Page text

It must be difficult to work at The New York Times, surrounded every day by true believers in conservative ideals. Luckily for the rest of us Sam Tanenhaus, editor of the paper’s “Book Review” and “Week in Review” sections, has emerged from that hothouse to write for us, the little people, a small book titled “The Death of Conservatism.”
More in sorrow than in anger, Tanenhaus begins by claiming that, in the realm of ideas and argument, “conservatism is most glaringly disconnected from the realities now besetting America.” Oh? “Conservatives remain strangely apart, trapped in the irrelevant causes of another day, deaf to the actual conversations unfolding across the land, in its cities and towns, in red and blue states, in the sanctuaries of the privileged and tented ‘Bushvilles,’” he writes.
Indeed, I drove my 1930 Chrysler Imperial through a “Bushville” just the other day. It was filled with lean hobos heating tins of lima beans over open fires. Very sad. Most of them used to be Chrysler stockholders, apparently, until they lost their fortunes when the Obama administration raced that company through an extra-legal bankruptcy and turned 55 percent ownership of it over to the UAW.

Activity list
#1 Could you reproduce verbatim the rows, everything from the first row down to the row containing "box: [0, 0, 612, 256]", both included?
#2 Can you continue the piece on Sam Tanenhaus's book "The Death of Conservatism" from where it stops?

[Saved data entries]
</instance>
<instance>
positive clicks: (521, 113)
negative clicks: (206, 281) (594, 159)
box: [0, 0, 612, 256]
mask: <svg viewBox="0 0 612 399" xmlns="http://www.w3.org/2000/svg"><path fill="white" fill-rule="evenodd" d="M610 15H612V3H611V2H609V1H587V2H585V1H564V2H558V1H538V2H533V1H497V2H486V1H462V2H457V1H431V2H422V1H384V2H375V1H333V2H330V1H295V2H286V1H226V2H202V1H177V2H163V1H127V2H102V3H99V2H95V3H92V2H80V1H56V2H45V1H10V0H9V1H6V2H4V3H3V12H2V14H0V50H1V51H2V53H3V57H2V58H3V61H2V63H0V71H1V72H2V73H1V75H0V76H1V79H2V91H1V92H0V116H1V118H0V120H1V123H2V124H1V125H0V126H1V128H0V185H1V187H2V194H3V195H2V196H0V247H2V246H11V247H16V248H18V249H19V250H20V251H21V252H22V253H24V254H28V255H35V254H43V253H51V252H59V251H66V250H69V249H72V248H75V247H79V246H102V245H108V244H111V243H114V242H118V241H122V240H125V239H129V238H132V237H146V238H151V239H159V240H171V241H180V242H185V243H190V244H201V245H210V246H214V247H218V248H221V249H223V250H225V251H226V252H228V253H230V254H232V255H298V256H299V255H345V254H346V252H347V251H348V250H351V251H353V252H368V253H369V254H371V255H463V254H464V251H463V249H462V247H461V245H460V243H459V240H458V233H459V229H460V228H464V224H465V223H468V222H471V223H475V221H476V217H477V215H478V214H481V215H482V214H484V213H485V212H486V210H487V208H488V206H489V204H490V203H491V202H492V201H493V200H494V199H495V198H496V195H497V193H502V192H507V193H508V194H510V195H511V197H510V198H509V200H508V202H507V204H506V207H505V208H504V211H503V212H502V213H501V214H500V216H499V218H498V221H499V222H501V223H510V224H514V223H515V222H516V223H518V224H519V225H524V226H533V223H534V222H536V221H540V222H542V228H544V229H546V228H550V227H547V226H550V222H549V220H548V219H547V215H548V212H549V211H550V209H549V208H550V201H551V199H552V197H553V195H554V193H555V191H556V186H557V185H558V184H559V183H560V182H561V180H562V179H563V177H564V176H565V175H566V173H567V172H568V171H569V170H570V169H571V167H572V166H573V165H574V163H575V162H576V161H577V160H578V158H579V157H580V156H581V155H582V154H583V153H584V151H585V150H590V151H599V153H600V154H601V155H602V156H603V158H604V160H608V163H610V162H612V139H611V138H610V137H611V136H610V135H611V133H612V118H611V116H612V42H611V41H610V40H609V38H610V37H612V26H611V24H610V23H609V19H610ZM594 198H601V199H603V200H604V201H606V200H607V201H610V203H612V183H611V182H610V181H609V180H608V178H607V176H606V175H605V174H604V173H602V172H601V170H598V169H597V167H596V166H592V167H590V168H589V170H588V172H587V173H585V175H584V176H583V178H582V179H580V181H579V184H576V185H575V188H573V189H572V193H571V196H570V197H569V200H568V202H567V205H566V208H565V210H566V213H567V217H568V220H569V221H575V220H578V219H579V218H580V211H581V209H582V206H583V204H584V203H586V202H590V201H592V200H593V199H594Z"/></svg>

Results of the exercise
#1
</instance>
<instance>
positive clicks: (521, 113)
negative clicks: (206, 281) (594, 159)
box: [0, 0, 612, 256]

#2
But speaking of tins, Tanenhaus seems to have a tin ear. It’s liberals, after all, who are disconnected from the conversations going on around the country.
For example, media elites assure us that the economic worst is behind us. “Some companies came through the recently ended recession with flying colors,” opened a story on Slate magazine on Nov. 7. Break out the bubbly; the recession is over! Except -- it doesn’t feel over. Unemployment is 10.2 percent. Americans aren’t living in “Bushvilles,” but most worry about jobs.
How have liberals in Congress reacted? They’ve passed bills that destroyed valuable assets (cash for clunkers), would implement new taxes in an effort to stop phantom global warming (cap and trade legislation) and would impose expensive new burdens on employers and workers (through mandatory health insurance).
Not to worry, though. Once they’ve dealt with health care and saved the planet, they’ll tackle employment. “During the Senate Democrats’ lunch Tuesday (Nov. 17),” The Hill newspaper reported, “Majority Leader Harry Reid (Nev.) announced that an initiative focusing on jobs would soon be a priority.” No hurry, apparently.
Conservatives, of course, have opposed most liberal measures. They voted in lockstep against the 1,900-plus page House health care bill, for example. While this should please ordinary Americans (polls show a majority of us oppose Obamacare), it irks Tanenhaus.
“Conservative opponents of Barack Obama have applied the epithet ‘socialism’ to his ambitious plans to exert greater federal control over health care and energy policy, even though the Bush administration, the most conservative in modern history, itself orchestrated a $700 billion bailout of Wall Street,” he writes.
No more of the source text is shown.